>>

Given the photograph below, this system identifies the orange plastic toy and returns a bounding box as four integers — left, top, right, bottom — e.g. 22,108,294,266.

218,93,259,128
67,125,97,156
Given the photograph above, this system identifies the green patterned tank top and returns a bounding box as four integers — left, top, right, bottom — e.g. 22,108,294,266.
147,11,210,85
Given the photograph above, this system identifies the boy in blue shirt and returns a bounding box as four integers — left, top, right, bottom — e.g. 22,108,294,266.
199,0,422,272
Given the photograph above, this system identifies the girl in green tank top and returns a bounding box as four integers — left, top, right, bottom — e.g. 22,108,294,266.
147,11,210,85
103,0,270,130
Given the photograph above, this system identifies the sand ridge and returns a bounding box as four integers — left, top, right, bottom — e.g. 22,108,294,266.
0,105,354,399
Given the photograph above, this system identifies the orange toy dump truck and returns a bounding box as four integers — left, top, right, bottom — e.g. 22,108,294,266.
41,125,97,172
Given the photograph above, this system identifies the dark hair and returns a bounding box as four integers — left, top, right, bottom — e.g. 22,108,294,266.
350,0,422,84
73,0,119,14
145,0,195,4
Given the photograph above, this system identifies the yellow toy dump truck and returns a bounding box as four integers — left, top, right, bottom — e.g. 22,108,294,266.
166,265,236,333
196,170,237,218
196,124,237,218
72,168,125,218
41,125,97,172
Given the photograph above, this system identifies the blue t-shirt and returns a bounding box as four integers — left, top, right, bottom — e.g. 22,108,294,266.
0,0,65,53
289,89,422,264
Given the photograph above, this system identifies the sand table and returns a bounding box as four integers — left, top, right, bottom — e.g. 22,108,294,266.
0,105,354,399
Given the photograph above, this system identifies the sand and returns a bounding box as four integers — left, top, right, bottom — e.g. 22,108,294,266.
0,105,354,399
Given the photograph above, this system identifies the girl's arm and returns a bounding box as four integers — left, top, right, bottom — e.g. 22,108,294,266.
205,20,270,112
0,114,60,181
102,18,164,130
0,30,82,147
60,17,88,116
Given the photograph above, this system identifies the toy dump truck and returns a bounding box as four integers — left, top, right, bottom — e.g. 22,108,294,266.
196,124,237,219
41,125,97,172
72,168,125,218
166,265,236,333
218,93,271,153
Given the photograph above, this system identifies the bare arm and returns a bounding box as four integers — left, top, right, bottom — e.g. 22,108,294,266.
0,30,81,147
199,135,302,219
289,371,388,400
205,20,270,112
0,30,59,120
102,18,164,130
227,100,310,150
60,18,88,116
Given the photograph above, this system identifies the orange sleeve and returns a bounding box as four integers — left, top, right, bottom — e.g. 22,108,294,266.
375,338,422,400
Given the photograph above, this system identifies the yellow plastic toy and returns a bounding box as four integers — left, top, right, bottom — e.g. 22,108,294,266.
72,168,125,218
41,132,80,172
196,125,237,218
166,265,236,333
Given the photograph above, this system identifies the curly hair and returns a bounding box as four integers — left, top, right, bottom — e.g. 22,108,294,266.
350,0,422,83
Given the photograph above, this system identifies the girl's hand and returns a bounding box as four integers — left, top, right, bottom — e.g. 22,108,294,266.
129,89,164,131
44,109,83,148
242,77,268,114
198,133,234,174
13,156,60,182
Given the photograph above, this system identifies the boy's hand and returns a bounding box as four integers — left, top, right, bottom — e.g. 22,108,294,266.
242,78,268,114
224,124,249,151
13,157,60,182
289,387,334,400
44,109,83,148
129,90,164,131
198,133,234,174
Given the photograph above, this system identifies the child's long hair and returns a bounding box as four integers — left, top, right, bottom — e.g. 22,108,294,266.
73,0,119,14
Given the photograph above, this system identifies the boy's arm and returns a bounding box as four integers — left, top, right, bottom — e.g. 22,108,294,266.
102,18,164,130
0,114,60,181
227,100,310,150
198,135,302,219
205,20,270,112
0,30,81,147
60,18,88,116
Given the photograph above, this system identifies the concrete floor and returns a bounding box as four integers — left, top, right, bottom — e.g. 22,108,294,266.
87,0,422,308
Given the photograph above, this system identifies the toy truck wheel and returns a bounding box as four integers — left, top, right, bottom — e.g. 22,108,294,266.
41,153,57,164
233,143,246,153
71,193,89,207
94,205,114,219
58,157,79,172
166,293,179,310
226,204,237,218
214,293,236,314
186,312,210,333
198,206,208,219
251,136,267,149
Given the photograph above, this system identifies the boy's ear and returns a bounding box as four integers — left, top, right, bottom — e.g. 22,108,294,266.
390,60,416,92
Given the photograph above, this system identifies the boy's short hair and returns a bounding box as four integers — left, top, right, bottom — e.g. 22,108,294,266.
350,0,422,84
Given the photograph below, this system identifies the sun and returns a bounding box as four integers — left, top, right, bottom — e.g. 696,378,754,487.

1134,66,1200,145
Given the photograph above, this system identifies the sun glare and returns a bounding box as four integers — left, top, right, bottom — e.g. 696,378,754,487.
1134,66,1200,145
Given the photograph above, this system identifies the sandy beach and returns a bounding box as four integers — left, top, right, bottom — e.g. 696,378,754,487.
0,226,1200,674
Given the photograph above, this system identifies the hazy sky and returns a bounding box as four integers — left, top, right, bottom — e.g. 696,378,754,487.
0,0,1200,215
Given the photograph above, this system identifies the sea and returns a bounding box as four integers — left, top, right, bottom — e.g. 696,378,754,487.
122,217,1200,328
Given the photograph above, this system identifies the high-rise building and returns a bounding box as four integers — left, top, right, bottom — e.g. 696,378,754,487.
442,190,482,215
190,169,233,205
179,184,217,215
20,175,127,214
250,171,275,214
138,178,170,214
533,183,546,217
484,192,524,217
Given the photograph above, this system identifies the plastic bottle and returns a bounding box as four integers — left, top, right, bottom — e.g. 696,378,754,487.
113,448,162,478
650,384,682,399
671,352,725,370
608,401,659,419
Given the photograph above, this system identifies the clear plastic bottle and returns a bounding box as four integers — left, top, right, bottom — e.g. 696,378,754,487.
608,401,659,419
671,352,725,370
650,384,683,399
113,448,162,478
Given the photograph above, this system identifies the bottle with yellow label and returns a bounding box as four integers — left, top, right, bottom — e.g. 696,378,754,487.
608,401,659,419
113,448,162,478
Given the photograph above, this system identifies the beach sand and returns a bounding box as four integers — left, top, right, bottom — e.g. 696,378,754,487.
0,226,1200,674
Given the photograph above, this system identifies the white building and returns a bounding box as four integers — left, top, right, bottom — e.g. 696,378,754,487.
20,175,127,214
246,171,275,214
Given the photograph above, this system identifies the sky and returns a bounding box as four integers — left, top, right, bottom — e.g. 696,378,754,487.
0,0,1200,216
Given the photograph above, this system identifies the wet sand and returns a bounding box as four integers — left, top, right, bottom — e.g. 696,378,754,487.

<<

- _Exercise requirements_
Reproduce each of the records above verbatim, without any alteration.

- _Answer to this task_
Given the photograph below, this system identifies the orange plastic toy and returns a bounding box as four integers — left, top, right, bottom — e.g. 22,108,294,266.

218,93,259,128
67,125,97,156
Given the photograph above, this system identifies the green patterned tank top and returns a bounding box as four integers — left, top, right, bottom — e.g. 22,108,294,266.
147,11,210,85
Given the photograph above, this system identifies the boy in blue shirt and returns a bounding box as four integers — left, top, right, bottom — e.g. 22,108,294,266.
199,0,422,272
Given the photograph above, this system identifies the girl in green tank top and returns a bounding box as four integers — left, top, right, bottom — e.g. 22,108,294,266.
147,11,210,85
103,0,270,130
Given the photograph above, this system identifies the sand ridge and returns a bounding box as four integers — left, top, right, bottom — e.g. 22,108,294,266.
0,105,354,399
Given the photograph above, this system identifies the orange toy dump truck and returns a bounding box as four integers — left, top, right, bottom — e.g. 22,108,294,266.
41,125,97,172
Given the photograph above, this system identifies the dark hair and returns a bounding box as four integers — left, top, right, bottom — e.g. 22,108,294,266.
350,0,422,84
73,0,119,14
145,0,195,4
Given the photograph above, this system identifies the yellow toy dump truck and returns a bounding box as four integers — left, top, right, bottom — e.g. 22,108,294,266.
166,265,236,333
196,170,237,218
196,124,237,218
72,168,125,218
41,125,97,172
Given the photograph above, this system identifies the blue t-shirt and returns a bounding box as four integers — left, top, right, bottom — e.g. 22,108,294,266.
0,0,65,53
289,89,422,264
Given the photograph above, this system identifies the sand table and returns a bounding box as four integers — left, top, right, bottom — e.g. 22,108,294,266.
0,105,354,399
Given the photograph above, this system identifies the sand and returns a bounding box as four integers — left, top, right, bottom — e.g. 22,108,294,266.
0,105,354,399
Given the photograph above, this system identifies the girl's arm and returns a bounding box as four integers — left, top, right, bottom — e.g. 22,108,294,266.
205,20,270,112
0,114,60,181
102,18,164,130
0,30,82,147
60,17,88,116
Given the photograph above, this system identifies the toy dump truck and returns a bounding box as four integers — left, top, right, bottom — e.g. 22,108,294,266.
196,124,237,219
41,125,97,172
72,168,125,218
166,265,236,333
218,93,271,153
Given the photograph above, this system identifies the bare arm and returns a bounding box as four integers — left, top, right, bottom — e.g. 22,108,294,266.
0,30,81,147
199,135,302,219
289,371,388,400
205,20,270,112
0,30,59,120
102,18,164,130
227,100,310,150
60,18,88,116
Given the photograph above, this system identifies the orange sleeve and returns a bounding box as four integers — left, top, right, bottom — e.g. 22,108,294,266.
375,338,422,400
Given the photograph above, this system identifies the yellow plastic toy and returns a bounding box as four integers — left, top, right, bottom — e.g. 22,108,294,266.
72,168,125,218
41,132,80,172
196,125,237,218
166,265,236,333
Given the photograph above, this system identifies the curly hair and returns a bounding box as four integers — left, top, right, bottom — e.g. 22,108,294,266.
350,0,422,83
Given the photograph above, this system identifies the girl's hand and returns a bounding box as four integers — left, top, right, bottom — e.g. 22,108,294,266.
129,89,164,131
44,109,83,148
242,77,268,114
198,133,234,174
13,156,60,182
Given the photograph above, this system identifies the boy's hand and returns a bounding box as four integers — left, top, right, bottom — e.g. 22,108,294,266.
242,78,268,114
224,124,249,151
13,157,60,182
289,387,334,400
44,109,83,148
129,90,164,131
198,133,234,174
Given the photograph above, this system identifies the child's long hair and returns a bounding box as four integers — left, top, right, bottom — e.g. 22,108,294,266.
73,0,119,14
Given the photograph above, this system identifies the boy's arm and returns a bounding box as four integers — left, top, right, bottom — e.g. 22,108,294,266.
102,18,164,130
0,114,60,181
227,100,310,150
198,135,302,219
205,20,270,112
0,30,81,147
60,18,88,116
Given the photograph above, this system identifies the concrete floor and returns a bounding box as four integers — left, top, right, bottom — e.g. 22,108,294,266.
87,0,422,308
Given the photograph above, this system identifies the toy truck wheel and returns a bounding box as four integers — left, top, right, bottom — e.g. 22,108,294,266.
41,153,57,164
233,143,246,153
71,193,89,207
94,205,114,219
58,157,79,172
166,293,179,310
226,204,237,218
214,293,236,314
186,312,210,333
198,206,208,219
251,136,267,149
Given the photograph above, this system identifies the boy's ear and returns a bounding box as four integers — left, top, right, bottom — e.g. 22,108,294,266.
390,60,416,92
Given the photograph above, this system identifies the boy's short hair and returns a bounding box as four integers — left, top, right, bottom — e.g. 22,108,294,266.
350,0,422,84
Given the photograph below, this system identifies the sun and returns a bounding box as four integers — left, top, right, bottom — e.g. 696,378,754,487.

1134,66,1200,145
Given the photograph above, this system identifies the sun glare and returns a bounding box as four integers — left, top, right, bottom — e.g. 696,378,754,487.
1134,66,1200,145
Given the photograph above, this system identifies the sandy beach and returns a bounding box as four integers — left, top, right, bottom — e.g. 696,378,754,487.
0,226,1200,674
Given the photograph above, this system identifies the hazy sky and returns a bounding box as four integers — left, top, right, bottom — e.g. 696,378,754,487.
0,0,1200,215
Given the photograph above, this system identifies the sea and returns a bounding box as four integers — left, top, right, bottom — e.g. 696,378,754,487.
122,217,1200,328
Given the photograph above, this system identifies the high-rise building and returns a bounding box as four integers — left, top, right, bottom — e.g. 696,378,754,487.
442,190,482,215
190,169,233,205
179,184,217,215
20,175,127,214
250,171,275,214
138,178,170,214
533,183,546,217
484,192,524,217
Given the photograph above, this system identifies the plastic bottle and returns a bounding box as four integers — left, top, right, bottom — e.g. 696,378,754,487.
113,448,162,478
650,384,682,399
671,352,725,370
608,401,659,419
Given the photograph above, this system identifies the clear plastic bottle and returns a bounding box as four integers — left, top, right, bottom — e.g. 696,378,754,487.
608,401,659,419
671,352,725,370
650,384,683,399
113,448,162,478
Given the photograph above, this system identifies the bottle with yellow label and returns a bounding box as four integers — left, top, right, bottom — e.g. 696,378,754,487.
608,401,659,419
113,448,162,478
Given the photograph above, this system identifies the beach sand and returns a bounding box as four integers — left, top, right, bottom — e.g. 696,378,754,487.
0,226,1200,674
Given the photograph above, this system identifies the white building and returns a bounding box as four integers — left, top, right, bottom — e.g. 696,378,754,487.
20,175,127,214
246,171,275,214
Given the photograph above, this system identifies the sky and returns a bounding box as four integers — left, top, right, bottom — e.g. 696,378,754,487.
0,0,1200,216
Given the photograph above, this system identifies the wet sand and returns a bounding box as four integers — left, top, right, bottom — e.g. 696,378,754,487.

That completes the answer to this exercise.